TASK GOAL »
Could you switch "abstract painting" to "modern painting" in the entries starting at the line containing "Where can the baseboard be" and ending with the last entry, then give back only those lines with everything else unchanged?
───── PROVIDED INFORMATION ─────
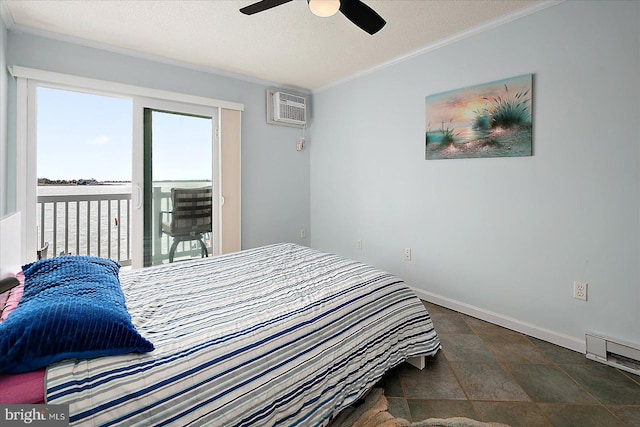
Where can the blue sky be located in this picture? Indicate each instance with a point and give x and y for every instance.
(89, 136)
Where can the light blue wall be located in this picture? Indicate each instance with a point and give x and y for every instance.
(506, 235)
(275, 178)
(4, 78)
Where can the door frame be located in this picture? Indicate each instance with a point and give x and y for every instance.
(27, 81)
(138, 173)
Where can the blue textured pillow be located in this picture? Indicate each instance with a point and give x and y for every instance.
(72, 307)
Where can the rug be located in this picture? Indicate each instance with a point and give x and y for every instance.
(373, 413)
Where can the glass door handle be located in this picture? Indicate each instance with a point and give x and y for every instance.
(138, 197)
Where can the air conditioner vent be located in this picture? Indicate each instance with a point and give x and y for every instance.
(286, 108)
(623, 356)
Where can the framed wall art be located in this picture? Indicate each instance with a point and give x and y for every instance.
(487, 120)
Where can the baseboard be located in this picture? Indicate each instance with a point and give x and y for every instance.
(572, 343)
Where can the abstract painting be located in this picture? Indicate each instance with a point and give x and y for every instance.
(487, 120)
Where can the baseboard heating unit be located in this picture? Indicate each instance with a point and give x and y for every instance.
─────
ANSWER TO THE PROBLEM »
Where can the baseboard be located in this picture? Indicate each instance with a point and give x and y for every instance.
(572, 343)
Where can the modern painting be located in this picture? Indicate each instance with a point and give x and y for every instance.
(487, 120)
Where can the baseboard heating unit be located in this picture? Indicate each instance with a point and give x and y for every instance.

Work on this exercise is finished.